══ DATA PROVIDED

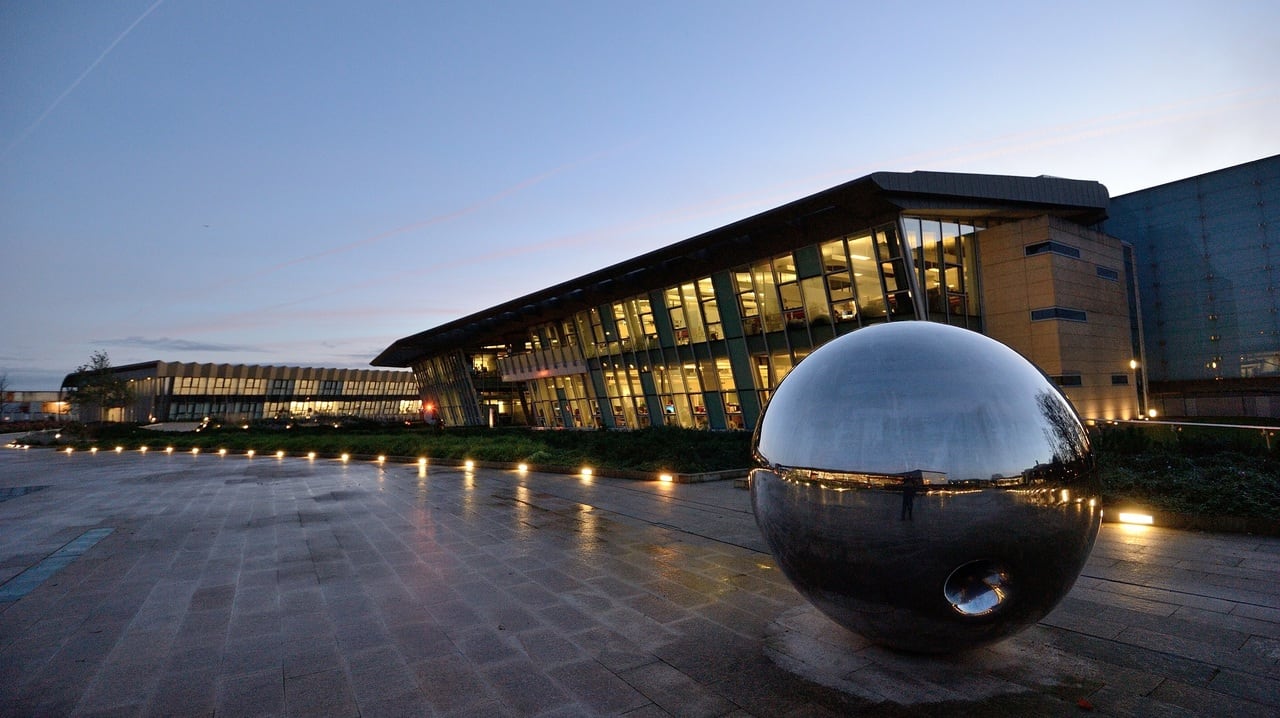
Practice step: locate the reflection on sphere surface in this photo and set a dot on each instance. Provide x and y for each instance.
(924, 485)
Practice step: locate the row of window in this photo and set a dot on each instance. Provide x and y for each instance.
(251, 410)
(231, 387)
(705, 353)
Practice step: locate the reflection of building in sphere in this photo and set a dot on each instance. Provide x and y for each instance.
(924, 485)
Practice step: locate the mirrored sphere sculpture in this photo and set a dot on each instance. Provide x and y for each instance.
(926, 486)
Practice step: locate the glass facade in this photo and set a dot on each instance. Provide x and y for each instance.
(190, 392)
(1208, 270)
(707, 352)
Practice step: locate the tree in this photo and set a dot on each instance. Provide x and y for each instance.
(96, 385)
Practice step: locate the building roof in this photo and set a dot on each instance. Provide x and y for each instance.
(155, 369)
(863, 202)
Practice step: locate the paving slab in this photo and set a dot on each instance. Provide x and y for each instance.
(206, 585)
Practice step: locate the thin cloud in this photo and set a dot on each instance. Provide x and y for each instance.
(74, 83)
(434, 220)
(176, 344)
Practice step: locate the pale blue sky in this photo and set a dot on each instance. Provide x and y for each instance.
(302, 183)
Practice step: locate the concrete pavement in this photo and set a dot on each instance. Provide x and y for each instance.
(205, 585)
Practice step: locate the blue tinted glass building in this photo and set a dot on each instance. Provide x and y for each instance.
(1207, 254)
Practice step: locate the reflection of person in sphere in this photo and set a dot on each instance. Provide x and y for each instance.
(909, 488)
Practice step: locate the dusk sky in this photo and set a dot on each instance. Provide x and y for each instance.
(302, 183)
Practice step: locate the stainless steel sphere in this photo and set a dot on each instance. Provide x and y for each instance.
(926, 486)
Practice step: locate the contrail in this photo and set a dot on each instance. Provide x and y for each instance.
(71, 88)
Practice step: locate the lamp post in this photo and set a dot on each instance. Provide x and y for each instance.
(1142, 387)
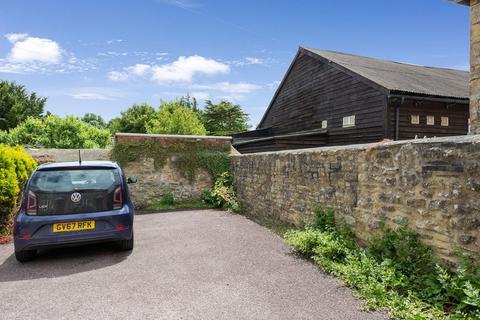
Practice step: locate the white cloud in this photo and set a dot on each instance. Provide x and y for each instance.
(14, 37)
(227, 87)
(32, 49)
(139, 69)
(248, 61)
(117, 76)
(185, 68)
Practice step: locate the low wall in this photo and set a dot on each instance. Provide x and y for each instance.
(433, 185)
(154, 160)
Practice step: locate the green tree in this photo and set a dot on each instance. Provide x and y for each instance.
(173, 118)
(55, 132)
(94, 120)
(224, 118)
(133, 120)
(16, 105)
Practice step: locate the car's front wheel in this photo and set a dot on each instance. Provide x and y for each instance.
(25, 255)
(126, 245)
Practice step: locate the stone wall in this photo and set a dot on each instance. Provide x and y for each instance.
(475, 66)
(153, 182)
(433, 185)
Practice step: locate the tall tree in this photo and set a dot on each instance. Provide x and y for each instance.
(173, 118)
(224, 118)
(133, 120)
(94, 120)
(16, 105)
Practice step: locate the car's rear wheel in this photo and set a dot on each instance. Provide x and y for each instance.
(25, 255)
(126, 245)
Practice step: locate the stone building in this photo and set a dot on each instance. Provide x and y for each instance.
(474, 62)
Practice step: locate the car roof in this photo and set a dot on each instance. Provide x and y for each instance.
(78, 165)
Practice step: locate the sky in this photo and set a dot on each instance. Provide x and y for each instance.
(102, 56)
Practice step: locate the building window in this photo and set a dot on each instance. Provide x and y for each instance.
(430, 120)
(349, 121)
(445, 122)
(415, 119)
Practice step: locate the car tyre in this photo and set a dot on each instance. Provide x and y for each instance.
(126, 245)
(25, 255)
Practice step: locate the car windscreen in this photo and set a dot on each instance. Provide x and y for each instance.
(74, 191)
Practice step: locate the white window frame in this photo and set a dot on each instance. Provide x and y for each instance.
(415, 119)
(349, 121)
(430, 123)
(444, 121)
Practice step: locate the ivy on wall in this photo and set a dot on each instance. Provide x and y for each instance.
(187, 157)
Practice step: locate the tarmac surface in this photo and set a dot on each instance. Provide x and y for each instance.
(201, 264)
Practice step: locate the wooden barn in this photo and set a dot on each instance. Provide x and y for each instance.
(329, 98)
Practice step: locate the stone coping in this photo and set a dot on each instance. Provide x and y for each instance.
(386, 143)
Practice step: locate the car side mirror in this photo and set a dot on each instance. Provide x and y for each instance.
(132, 180)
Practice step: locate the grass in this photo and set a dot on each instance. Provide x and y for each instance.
(396, 273)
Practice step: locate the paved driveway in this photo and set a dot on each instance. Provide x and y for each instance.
(185, 265)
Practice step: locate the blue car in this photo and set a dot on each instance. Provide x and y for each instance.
(74, 203)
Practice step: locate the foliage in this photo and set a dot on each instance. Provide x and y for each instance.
(133, 120)
(396, 272)
(223, 195)
(187, 204)
(94, 120)
(15, 167)
(174, 118)
(55, 132)
(224, 118)
(16, 105)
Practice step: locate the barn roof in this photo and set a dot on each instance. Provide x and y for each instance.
(399, 77)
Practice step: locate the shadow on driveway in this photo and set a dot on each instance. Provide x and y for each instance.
(61, 262)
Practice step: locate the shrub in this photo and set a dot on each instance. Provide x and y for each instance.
(168, 199)
(15, 168)
(55, 132)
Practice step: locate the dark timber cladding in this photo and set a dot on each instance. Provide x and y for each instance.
(382, 98)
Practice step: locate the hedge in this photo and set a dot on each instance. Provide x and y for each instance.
(16, 165)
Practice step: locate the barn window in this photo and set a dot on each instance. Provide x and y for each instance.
(415, 119)
(349, 121)
(430, 120)
(445, 122)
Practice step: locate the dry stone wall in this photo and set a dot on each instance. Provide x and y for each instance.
(432, 185)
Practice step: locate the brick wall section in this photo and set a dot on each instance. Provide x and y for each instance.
(432, 185)
(154, 183)
(475, 66)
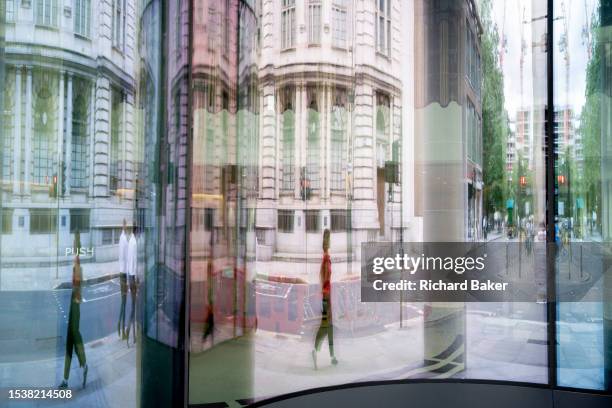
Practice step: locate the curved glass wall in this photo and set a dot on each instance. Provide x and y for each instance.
(389, 121)
(189, 188)
(89, 269)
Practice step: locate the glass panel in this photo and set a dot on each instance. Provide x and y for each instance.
(582, 230)
(79, 202)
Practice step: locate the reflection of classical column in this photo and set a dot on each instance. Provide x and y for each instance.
(92, 137)
(439, 124)
(299, 127)
(68, 155)
(326, 146)
(605, 39)
(123, 154)
(28, 132)
(60, 132)
(17, 134)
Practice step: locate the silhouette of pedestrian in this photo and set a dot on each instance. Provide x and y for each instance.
(74, 340)
(132, 265)
(123, 247)
(326, 327)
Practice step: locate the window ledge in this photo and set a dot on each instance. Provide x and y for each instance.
(82, 37)
(47, 27)
(383, 55)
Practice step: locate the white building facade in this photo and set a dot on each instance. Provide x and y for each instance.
(330, 129)
(69, 151)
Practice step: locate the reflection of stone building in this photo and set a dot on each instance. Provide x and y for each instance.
(69, 149)
(330, 125)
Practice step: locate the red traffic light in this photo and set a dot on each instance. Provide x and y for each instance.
(561, 179)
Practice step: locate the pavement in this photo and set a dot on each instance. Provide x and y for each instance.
(111, 379)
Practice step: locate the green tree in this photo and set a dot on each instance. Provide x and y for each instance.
(590, 129)
(494, 117)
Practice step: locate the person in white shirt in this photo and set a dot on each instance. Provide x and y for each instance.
(123, 253)
(132, 265)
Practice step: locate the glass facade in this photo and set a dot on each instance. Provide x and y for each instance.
(186, 187)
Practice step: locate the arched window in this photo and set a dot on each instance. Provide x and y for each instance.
(288, 141)
(339, 120)
(44, 127)
(80, 134)
(313, 159)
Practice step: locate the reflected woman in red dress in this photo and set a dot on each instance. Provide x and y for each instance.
(326, 328)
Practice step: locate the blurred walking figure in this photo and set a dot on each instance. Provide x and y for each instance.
(132, 264)
(326, 328)
(123, 246)
(74, 340)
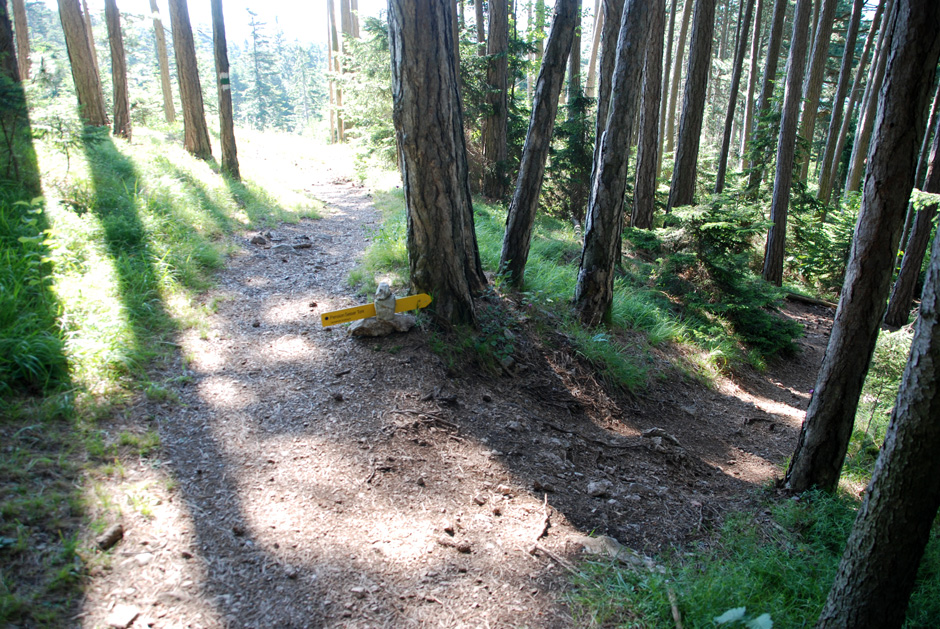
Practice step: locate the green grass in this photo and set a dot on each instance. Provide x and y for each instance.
(781, 562)
(95, 282)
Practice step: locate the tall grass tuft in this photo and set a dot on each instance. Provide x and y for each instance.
(31, 346)
(782, 564)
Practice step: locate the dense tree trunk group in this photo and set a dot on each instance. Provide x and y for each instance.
(892, 159)
(442, 248)
(521, 217)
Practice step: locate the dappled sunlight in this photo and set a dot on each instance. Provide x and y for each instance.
(225, 393)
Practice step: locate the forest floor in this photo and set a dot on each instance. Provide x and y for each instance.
(309, 479)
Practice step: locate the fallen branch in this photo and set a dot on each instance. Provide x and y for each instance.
(674, 604)
(564, 563)
(812, 301)
(543, 529)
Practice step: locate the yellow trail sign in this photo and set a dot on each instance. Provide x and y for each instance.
(368, 310)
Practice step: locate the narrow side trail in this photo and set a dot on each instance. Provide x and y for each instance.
(307, 479)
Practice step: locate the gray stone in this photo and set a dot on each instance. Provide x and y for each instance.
(600, 488)
(381, 327)
(122, 616)
(110, 537)
(384, 302)
(652, 433)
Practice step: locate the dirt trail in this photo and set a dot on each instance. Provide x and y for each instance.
(307, 479)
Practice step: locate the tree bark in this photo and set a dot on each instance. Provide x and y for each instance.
(17, 155)
(22, 38)
(481, 29)
(902, 295)
(748, 124)
(195, 133)
(495, 147)
(442, 249)
(876, 575)
(682, 191)
(122, 107)
(812, 86)
(574, 59)
(86, 16)
(603, 226)
(786, 147)
(521, 217)
(889, 179)
(613, 11)
(226, 120)
(838, 100)
(677, 75)
(825, 192)
(869, 109)
(647, 157)
(591, 87)
(767, 87)
(733, 98)
(169, 109)
(664, 93)
(87, 86)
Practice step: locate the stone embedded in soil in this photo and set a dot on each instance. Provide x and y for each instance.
(659, 432)
(374, 327)
(122, 616)
(110, 537)
(600, 488)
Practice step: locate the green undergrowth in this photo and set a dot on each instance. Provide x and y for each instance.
(675, 286)
(96, 280)
(780, 562)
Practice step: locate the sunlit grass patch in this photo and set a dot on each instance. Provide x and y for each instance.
(781, 563)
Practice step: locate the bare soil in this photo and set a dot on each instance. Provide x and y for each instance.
(308, 479)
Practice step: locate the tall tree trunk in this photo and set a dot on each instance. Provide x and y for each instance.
(889, 179)
(677, 75)
(876, 575)
(869, 109)
(604, 224)
(17, 156)
(337, 47)
(169, 110)
(226, 121)
(442, 248)
(495, 147)
(723, 40)
(122, 107)
(748, 125)
(664, 94)
(574, 60)
(733, 98)
(838, 100)
(902, 295)
(767, 87)
(613, 12)
(521, 217)
(812, 86)
(87, 86)
(22, 38)
(195, 133)
(591, 87)
(86, 16)
(647, 157)
(682, 191)
(354, 12)
(825, 192)
(481, 29)
(786, 146)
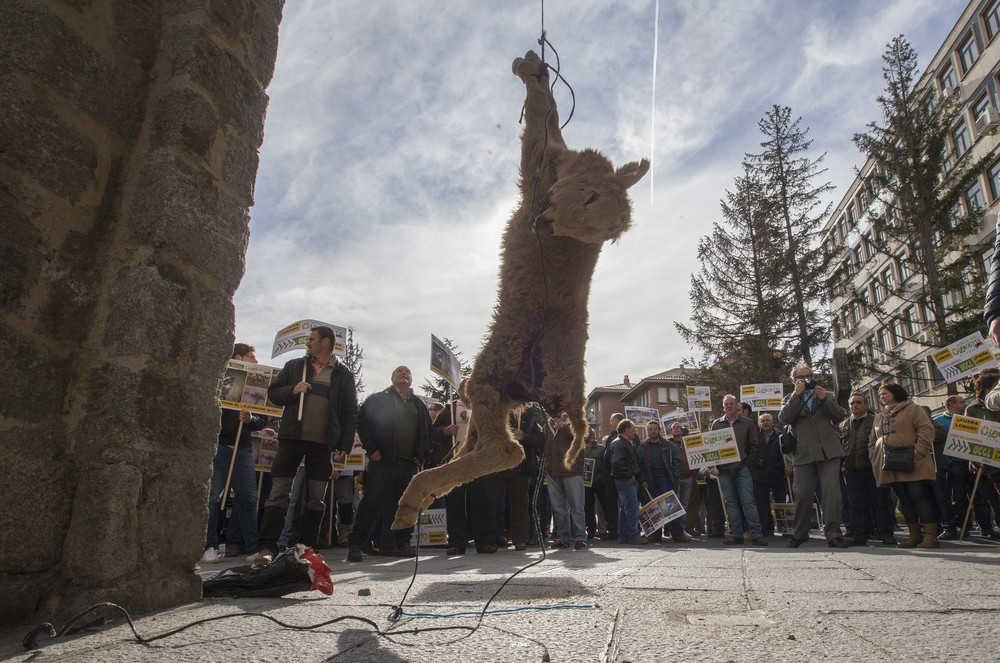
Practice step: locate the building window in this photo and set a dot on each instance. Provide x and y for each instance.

════

:: DIRECTIONS ::
Omit the pictures and print again exactly the lines from the one with "Practice step: locate the tall tree trunk" through the final line of the entries, both ends included.

:: RESULT ::
Practice step: locate the tall tree trunk in this photo and set a dot on each instance. Provide x and y for each instance.
(889, 179)
(677, 75)
(876, 575)
(869, 109)
(604, 224)
(17, 156)
(337, 47)
(169, 110)
(226, 121)
(442, 248)
(495, 147)
(723, 40)
(122, 107)
(748, 125)
(664, 94)
(574, 60)
(733, 98)
(838, 100)
(902, 295)
(767, 87)
(613, 12)
(521, 217)
(812, 86)
(87, 86)
(22, 38)
(195, 133)
(591, 87)
(86, 16)
(647, 157)
(682, 191)
(354, 12)
(825, 192)
(481, 29)
(786, 146)
Practice step: locate the building window in this photo and set a dot on each instance. Provide x and y for each instance.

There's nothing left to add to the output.